Switzerland is a perfect place to go hiking with its thousands of marked trails. However, hundreds of people get into accidents while trekking every year, and some die. Here is what you need to know to be safe.

How to keep safe and avoid problems when hiking in the Swiss Alps
(Photo by Colton Miller on Unsplash)

The Swiss mountains are one of the country’s most notable and most visited sites. There are activities to enjoy during all seasons and hiking the Swiss Alps is something that people of all ages enjoy in the winter or summer months.

However, mountain rescuers are called every year to help people in emergencies. Last year, there were 1,525 cases of hikers in distress – a number higher than in any other type of sport. In 2021, there were only 500 emergency calls from skiers and 342 made by mountain bikers.

READ ALSO: Why getting rescued in the Swiss Alps could cost you thousands

Bruno Hasler, who is responsible for mountain emergency statistics at the Swiss Alpine Club SAC, says that many people overestimate themselves and that is dangerous. “The hikers need to be better informed. The authorities must inform people as well as possible about the dangers of mountain hiking”, he told public broadcaster SRF.

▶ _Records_
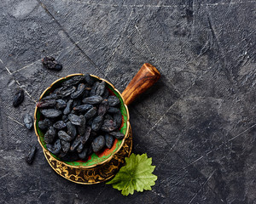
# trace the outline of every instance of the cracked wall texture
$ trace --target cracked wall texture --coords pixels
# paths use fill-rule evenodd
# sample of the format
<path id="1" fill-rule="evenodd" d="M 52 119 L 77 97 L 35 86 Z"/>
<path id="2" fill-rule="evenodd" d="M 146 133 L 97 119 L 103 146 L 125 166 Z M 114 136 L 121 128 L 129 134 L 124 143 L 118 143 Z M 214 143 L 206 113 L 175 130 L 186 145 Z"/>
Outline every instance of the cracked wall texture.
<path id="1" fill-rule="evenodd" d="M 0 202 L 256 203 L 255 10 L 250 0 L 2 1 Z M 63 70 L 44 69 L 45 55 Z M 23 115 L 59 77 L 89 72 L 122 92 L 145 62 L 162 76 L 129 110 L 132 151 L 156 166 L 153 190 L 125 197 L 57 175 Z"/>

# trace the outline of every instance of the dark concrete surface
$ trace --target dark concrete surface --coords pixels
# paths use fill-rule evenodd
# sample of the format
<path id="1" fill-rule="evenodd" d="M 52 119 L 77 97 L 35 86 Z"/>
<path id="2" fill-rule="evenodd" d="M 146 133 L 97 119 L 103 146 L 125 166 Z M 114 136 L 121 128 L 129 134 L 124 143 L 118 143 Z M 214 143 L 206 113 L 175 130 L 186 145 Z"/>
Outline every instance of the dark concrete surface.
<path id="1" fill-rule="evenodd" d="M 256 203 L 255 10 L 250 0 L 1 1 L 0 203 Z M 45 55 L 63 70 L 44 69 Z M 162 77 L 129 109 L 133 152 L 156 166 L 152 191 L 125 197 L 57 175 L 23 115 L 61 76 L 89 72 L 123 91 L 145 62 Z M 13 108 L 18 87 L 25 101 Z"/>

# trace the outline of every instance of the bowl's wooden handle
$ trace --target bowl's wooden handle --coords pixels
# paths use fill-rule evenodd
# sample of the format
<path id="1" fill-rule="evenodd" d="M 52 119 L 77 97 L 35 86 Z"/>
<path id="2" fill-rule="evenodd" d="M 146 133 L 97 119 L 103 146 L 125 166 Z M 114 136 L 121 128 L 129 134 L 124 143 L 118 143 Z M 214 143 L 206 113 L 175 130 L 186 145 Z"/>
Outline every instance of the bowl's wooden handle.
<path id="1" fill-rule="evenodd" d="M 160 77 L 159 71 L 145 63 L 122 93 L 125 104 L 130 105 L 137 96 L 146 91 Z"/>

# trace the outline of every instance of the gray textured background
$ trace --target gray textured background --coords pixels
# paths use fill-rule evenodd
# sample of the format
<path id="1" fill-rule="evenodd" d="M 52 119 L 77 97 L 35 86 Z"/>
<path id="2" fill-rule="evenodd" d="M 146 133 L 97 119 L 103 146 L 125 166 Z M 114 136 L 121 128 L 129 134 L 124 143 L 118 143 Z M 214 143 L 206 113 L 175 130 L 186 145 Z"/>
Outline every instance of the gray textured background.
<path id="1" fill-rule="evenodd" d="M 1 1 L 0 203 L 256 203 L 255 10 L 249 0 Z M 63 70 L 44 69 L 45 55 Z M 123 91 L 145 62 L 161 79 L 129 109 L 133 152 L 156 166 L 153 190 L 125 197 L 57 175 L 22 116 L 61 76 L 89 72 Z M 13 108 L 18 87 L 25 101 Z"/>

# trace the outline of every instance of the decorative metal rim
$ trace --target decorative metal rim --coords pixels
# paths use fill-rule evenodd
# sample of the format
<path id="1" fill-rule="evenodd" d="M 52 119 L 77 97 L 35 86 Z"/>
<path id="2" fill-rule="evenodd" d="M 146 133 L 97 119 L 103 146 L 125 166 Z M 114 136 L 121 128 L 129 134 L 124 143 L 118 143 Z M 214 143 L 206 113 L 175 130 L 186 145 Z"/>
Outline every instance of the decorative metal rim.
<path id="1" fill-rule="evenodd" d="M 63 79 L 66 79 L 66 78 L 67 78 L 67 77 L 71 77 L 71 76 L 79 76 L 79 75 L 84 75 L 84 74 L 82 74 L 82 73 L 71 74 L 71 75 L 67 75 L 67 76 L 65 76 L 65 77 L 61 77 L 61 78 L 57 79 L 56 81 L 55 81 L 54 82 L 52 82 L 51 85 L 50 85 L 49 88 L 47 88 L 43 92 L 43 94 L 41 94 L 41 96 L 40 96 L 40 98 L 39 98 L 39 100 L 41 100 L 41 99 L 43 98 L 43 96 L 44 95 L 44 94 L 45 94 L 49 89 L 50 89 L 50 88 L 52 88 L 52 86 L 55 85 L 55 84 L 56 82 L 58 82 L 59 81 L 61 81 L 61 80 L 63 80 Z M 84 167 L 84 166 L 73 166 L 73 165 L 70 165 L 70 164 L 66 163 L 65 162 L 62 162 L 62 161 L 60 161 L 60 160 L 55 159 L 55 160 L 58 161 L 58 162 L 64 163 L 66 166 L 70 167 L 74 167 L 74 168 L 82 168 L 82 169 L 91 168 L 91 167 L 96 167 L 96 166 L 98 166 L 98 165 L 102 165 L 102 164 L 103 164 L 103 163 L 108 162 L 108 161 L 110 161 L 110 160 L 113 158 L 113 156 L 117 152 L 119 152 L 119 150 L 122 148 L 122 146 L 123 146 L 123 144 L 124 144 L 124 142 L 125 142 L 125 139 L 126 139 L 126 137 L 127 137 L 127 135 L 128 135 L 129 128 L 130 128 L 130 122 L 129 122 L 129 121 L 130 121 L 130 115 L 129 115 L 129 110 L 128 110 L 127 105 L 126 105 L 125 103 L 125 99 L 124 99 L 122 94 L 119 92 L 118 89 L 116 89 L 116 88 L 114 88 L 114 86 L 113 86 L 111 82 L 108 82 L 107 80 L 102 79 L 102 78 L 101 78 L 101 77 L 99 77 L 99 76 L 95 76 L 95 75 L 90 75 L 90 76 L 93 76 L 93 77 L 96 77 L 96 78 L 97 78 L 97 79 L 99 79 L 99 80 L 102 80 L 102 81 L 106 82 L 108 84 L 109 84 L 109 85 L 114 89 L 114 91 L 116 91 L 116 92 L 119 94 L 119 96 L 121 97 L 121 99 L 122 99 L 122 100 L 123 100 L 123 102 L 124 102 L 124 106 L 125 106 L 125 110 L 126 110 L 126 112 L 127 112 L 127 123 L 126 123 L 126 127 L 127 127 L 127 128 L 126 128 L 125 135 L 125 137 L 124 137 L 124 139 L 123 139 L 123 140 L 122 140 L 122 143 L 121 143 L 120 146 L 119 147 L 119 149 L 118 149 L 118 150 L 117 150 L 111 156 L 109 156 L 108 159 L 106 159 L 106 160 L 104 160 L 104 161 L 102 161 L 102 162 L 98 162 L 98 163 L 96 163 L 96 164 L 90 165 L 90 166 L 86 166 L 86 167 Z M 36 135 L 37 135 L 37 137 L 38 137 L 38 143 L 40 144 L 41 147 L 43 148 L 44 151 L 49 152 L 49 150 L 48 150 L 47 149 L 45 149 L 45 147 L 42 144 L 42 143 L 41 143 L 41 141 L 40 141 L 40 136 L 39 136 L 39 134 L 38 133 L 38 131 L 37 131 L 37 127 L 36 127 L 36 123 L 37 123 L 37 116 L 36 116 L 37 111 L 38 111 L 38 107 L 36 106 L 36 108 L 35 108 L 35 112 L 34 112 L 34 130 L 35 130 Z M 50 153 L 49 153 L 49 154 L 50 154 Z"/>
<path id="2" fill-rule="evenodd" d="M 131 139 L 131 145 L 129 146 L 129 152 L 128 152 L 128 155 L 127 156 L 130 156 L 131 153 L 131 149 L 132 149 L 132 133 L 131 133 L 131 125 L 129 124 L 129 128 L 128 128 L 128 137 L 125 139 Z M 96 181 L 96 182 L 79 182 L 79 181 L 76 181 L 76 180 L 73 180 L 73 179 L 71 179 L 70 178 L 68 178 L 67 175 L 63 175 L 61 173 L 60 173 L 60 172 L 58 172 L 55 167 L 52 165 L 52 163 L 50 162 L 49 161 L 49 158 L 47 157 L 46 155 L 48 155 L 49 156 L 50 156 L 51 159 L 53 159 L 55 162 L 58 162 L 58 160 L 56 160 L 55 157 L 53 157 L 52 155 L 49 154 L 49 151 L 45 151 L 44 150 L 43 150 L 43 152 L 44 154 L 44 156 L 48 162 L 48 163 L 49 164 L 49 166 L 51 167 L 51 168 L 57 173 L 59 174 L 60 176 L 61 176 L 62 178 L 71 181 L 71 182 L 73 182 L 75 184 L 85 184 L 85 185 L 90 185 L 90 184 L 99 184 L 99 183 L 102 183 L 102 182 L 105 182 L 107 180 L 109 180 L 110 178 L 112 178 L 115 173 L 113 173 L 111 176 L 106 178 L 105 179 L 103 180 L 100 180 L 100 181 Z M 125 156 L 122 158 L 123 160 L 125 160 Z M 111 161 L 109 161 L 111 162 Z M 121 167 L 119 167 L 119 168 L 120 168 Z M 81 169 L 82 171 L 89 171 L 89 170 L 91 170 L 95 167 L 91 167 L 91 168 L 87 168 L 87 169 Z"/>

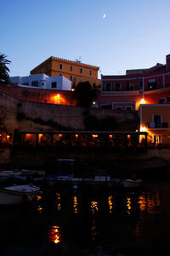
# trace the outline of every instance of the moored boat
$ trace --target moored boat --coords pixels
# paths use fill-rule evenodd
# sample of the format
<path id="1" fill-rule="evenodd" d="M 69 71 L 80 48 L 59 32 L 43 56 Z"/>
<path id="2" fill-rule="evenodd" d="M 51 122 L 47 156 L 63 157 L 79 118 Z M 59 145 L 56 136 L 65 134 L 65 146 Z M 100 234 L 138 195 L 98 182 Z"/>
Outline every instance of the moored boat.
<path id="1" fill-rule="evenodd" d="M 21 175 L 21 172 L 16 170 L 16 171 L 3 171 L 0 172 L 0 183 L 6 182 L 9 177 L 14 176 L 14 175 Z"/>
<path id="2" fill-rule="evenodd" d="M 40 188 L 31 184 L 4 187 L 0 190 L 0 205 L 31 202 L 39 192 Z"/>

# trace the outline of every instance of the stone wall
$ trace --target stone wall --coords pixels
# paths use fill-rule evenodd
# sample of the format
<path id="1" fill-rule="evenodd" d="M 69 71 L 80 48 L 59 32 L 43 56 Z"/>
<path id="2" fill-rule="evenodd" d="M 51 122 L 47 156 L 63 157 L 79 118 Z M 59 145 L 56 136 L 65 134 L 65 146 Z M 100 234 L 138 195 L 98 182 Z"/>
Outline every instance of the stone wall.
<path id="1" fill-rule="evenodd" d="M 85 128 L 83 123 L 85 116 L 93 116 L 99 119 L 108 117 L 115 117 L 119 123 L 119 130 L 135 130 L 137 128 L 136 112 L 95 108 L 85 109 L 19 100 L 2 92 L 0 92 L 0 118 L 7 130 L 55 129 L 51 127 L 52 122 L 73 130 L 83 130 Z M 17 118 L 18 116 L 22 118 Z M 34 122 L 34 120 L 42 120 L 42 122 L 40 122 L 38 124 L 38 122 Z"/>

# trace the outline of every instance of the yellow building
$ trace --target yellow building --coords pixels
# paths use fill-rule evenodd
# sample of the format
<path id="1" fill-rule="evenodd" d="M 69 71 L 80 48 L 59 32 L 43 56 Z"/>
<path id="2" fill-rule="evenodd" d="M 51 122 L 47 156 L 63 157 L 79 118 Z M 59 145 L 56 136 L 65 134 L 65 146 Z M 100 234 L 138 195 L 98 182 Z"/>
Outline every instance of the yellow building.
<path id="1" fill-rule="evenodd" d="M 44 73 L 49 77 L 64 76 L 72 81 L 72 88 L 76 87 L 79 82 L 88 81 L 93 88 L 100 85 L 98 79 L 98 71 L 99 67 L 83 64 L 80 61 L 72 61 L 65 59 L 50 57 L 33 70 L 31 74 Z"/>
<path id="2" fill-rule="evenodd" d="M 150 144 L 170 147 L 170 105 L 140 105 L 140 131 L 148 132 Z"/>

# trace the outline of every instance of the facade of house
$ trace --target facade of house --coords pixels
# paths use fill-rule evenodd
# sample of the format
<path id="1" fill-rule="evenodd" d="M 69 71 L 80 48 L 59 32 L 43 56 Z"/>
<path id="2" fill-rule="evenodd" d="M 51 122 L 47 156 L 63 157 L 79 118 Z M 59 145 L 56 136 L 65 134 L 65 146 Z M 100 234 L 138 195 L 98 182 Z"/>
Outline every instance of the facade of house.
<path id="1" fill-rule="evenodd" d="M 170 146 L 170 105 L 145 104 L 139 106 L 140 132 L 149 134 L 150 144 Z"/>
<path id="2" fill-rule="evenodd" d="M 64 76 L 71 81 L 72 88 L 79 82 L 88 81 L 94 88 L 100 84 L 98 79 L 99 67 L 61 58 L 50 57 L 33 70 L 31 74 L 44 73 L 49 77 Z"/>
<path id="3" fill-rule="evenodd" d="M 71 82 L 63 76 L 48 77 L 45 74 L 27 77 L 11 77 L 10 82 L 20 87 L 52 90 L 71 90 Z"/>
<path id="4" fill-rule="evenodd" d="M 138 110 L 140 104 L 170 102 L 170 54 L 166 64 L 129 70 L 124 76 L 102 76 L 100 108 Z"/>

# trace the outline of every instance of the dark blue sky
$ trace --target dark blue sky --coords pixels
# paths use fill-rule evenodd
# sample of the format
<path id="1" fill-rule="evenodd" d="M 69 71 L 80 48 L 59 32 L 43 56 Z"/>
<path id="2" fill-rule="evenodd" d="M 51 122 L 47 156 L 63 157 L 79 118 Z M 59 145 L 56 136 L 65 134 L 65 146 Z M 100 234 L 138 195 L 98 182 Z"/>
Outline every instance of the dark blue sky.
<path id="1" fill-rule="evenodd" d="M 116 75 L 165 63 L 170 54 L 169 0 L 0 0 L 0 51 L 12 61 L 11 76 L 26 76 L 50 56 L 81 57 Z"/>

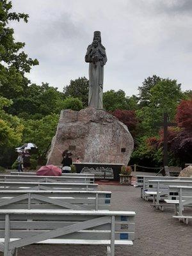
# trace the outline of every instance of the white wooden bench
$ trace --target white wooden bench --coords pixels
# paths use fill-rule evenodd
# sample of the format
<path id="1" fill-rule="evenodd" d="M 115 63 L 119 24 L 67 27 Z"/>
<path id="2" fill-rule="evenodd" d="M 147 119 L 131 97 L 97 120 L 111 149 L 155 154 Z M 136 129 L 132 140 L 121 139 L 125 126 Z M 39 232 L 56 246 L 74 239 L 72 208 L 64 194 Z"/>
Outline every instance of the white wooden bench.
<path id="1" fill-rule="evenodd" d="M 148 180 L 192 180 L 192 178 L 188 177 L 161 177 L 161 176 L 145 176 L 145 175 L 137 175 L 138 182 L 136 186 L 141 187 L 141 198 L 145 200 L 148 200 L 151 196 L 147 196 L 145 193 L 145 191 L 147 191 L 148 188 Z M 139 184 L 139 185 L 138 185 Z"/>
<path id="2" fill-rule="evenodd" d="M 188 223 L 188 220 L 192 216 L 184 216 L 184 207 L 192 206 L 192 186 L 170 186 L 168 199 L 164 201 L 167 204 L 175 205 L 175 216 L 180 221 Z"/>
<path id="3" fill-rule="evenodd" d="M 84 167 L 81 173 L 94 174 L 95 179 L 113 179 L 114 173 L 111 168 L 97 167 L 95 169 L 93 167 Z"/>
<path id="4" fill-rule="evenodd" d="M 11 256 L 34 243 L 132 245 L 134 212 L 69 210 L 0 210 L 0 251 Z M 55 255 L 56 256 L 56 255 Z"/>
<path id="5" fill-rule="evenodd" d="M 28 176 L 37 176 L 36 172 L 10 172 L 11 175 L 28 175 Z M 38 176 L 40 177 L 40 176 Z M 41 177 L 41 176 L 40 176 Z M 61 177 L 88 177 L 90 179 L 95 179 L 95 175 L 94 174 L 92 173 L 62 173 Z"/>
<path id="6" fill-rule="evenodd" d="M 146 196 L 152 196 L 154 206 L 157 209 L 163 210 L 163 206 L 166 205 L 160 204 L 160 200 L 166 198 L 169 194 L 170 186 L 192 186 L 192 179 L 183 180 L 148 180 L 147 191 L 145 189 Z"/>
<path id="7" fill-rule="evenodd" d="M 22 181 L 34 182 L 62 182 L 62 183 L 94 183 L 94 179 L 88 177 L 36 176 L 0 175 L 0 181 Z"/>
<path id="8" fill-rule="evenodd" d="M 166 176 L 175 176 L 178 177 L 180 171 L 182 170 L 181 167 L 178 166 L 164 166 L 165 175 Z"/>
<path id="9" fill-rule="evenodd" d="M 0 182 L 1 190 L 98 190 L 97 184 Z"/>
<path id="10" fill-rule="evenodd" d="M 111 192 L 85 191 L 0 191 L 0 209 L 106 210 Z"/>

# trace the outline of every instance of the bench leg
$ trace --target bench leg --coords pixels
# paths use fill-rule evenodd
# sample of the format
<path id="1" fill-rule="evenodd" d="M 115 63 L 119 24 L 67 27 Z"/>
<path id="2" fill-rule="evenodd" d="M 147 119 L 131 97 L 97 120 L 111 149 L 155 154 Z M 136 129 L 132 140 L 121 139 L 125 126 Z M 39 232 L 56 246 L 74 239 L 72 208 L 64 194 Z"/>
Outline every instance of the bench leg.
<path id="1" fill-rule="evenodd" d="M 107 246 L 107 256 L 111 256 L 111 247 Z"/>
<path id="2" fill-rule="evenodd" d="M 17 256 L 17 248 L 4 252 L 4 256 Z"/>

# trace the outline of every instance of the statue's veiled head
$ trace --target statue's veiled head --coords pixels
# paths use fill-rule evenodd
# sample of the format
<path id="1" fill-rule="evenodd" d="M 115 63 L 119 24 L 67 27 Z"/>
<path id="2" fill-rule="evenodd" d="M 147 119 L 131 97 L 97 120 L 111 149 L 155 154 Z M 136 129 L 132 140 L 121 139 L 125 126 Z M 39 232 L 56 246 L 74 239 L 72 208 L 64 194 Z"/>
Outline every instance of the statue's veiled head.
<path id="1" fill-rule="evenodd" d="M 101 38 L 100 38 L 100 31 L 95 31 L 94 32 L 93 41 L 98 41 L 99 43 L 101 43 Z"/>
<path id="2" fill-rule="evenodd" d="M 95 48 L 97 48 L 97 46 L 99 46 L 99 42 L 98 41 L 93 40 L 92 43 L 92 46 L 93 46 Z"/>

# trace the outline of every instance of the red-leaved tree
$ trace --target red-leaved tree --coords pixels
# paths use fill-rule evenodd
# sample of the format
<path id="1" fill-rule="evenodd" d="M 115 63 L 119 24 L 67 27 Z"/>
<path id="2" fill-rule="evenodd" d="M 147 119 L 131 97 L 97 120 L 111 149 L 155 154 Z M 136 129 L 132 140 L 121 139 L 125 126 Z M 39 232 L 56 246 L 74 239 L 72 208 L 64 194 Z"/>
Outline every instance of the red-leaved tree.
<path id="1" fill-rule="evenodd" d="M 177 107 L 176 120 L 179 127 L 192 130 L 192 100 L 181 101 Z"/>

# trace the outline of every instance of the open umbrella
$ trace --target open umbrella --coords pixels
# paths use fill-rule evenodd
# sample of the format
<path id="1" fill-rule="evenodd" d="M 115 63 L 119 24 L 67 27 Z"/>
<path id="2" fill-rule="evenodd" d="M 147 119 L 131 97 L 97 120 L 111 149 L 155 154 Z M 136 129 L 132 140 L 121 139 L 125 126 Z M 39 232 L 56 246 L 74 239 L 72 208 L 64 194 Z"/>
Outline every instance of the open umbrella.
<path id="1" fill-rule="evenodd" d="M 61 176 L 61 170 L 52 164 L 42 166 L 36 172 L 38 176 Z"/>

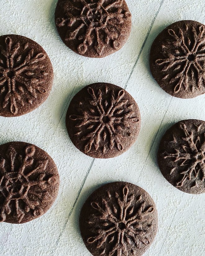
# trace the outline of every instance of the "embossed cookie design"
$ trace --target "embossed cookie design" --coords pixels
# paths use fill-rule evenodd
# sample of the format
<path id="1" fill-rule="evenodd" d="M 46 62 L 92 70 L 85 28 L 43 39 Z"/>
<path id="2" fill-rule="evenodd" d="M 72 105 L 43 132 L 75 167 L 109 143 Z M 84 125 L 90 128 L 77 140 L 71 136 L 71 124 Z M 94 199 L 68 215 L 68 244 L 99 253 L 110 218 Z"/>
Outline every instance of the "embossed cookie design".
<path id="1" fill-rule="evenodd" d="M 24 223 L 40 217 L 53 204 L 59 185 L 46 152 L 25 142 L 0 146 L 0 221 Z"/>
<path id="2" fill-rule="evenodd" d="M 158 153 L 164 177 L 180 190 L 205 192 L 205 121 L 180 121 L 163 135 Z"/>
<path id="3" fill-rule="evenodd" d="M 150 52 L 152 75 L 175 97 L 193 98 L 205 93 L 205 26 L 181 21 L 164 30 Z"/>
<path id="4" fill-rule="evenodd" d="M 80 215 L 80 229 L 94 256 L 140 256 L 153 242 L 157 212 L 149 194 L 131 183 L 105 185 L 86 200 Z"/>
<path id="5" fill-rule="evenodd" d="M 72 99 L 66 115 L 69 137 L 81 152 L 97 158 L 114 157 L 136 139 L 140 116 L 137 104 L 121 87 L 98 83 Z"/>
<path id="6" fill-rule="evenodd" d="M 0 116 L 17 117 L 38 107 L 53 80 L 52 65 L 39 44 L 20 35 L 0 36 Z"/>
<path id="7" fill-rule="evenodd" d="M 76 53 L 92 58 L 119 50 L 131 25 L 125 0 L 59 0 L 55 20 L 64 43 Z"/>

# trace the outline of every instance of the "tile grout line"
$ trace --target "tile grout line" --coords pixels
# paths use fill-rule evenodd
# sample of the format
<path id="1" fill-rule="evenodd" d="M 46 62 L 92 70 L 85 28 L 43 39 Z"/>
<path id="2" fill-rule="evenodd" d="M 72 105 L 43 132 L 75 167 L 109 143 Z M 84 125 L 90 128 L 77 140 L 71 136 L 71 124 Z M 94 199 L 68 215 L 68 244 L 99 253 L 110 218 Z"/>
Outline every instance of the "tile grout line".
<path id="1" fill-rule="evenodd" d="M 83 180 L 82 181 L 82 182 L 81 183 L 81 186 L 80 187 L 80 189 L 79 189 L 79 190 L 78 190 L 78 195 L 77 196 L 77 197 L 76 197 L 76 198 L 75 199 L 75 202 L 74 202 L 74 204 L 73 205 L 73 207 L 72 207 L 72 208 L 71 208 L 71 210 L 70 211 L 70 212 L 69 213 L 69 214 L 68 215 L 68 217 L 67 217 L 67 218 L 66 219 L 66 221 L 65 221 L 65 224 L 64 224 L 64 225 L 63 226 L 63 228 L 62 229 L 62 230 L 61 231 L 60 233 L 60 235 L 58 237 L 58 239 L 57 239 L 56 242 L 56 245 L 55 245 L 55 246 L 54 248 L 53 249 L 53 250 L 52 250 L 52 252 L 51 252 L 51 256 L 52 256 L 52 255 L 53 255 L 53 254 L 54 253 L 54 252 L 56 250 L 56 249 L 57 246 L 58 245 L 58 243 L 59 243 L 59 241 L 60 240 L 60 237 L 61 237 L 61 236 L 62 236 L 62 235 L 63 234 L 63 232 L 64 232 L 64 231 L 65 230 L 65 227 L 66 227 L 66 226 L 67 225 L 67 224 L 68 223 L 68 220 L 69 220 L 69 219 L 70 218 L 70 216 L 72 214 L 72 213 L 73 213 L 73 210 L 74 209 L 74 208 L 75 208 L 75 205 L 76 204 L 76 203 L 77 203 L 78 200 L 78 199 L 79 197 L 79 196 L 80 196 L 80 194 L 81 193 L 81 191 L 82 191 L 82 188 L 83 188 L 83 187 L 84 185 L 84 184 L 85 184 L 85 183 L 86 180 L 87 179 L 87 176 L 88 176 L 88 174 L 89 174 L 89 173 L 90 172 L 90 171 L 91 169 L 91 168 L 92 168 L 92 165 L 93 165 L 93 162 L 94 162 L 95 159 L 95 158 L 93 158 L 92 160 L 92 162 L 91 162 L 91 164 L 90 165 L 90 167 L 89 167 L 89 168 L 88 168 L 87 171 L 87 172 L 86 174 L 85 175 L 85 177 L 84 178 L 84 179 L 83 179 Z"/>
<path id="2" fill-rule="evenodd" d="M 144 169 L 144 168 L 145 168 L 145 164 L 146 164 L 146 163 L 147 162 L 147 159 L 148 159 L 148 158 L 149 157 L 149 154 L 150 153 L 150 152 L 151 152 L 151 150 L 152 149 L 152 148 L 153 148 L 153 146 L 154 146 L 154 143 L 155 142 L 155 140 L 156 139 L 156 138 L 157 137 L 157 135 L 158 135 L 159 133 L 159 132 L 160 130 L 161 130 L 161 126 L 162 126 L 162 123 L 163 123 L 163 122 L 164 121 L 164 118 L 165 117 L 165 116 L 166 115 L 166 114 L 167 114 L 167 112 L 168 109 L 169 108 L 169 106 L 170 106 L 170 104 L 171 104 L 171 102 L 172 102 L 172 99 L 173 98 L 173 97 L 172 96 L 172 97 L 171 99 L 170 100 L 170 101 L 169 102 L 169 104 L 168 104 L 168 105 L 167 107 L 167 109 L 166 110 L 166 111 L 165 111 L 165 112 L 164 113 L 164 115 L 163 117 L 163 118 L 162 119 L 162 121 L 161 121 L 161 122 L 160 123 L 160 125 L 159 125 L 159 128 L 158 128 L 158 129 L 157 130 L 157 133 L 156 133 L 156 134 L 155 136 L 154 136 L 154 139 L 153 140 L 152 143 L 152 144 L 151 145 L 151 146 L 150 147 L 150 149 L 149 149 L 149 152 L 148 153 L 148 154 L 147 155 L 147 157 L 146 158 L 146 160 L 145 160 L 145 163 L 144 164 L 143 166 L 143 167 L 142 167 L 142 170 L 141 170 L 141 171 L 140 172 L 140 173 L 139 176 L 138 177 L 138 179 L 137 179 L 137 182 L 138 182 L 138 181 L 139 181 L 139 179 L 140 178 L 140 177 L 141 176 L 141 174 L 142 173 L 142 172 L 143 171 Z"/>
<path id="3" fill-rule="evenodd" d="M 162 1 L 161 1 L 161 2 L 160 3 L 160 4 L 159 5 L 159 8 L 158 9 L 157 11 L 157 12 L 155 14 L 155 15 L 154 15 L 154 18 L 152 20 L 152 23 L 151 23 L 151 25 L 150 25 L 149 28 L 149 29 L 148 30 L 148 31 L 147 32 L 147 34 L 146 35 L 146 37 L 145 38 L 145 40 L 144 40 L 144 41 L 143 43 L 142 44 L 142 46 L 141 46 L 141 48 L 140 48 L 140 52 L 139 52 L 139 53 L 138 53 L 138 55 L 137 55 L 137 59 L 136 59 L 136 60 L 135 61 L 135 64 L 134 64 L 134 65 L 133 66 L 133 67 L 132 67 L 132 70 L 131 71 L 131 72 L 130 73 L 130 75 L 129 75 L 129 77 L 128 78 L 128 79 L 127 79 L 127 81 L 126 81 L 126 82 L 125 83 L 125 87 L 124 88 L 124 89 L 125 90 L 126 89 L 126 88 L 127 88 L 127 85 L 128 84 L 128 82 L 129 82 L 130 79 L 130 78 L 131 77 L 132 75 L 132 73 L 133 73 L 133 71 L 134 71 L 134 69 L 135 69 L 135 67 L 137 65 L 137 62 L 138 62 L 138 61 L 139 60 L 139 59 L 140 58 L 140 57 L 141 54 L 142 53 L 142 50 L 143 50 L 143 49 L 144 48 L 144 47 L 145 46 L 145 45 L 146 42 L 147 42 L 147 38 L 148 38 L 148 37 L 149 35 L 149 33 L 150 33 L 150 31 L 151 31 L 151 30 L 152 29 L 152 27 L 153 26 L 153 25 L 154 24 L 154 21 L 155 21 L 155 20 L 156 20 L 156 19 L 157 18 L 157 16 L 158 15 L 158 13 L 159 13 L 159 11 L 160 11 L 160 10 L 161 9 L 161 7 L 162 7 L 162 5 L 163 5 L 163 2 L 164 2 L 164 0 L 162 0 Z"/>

▶ _List of tasks_
**a)** Could you rewrite the hiking safety article starting with "Switzerland is a" and going on through "or summer months.", changing "trails" to "paths"?
**b)** How would the hiking safety article go on from its last sentence? Write the continuation.

▶ _Outputs by task_
**a)**
Switzerland is a perfect place to go hiking with its thousands of marked paths. However, hundreds of people get into accidents while trekking every year, and some die. Here is what you need to know to be safe.

How to keep safe and avoid problems when hiking in the Swiss Alps
(Photo by Colton Miller on Unsplash)

The Swiss mountains are one of the country’s most notable and most visited sites. There are activities to enjoy during all seasons and hiking the Swiss Alps is something that people of all ages enjoy in the winter or summer months.

**b)**
What are the main recommendations when hiking?

The first recommendation is to make a realistic self-assessment. Mountain hiking is an endurance sport and people planning on doing a trek should avoid time pressure and choose their trails and times well.

In that sense, it is essential to make careful route planning and evaluate the length, altitude, difficulty and current conditions (including weather forecast) of the trek. Thunderstorms, snow, wind and cold significantly increase the risk of accidents.

Don’t forget to plan alternative routes and keep emergency rescue numbers on hand (REGA 1414 and the european emergency number 112).

READ ALSO : Should you buy supplemental health insurance in Switzerland?

Take practical equipment for your hiking conditions and the proper footwear too. In a backpack, take as little as possible but as much as necessary, aiming to keep it light but full of valuable things such as sun protection, a first aid kit, rescue blanket, water and a mobile phone.

The most common cause of accidents is falling because of slipping or tripping, so be sure to walk on marked paths (reducing the risk of getting lost) and keep a sure foot and safe pace.

Don’t forget to take regular breaks not only for eating and drinking (necessary to maintain performance and concentration) but also to enjoy the landscape.

Be responsible for the children in the group, treks that require long-lasting concentration are not suitable for children and in passages with risk of falling, and one adult can only look after one child, according to the Swiss Alpine Club. Small groups are the best for hiking because they ensure mutual assistance and flexibility at the same time.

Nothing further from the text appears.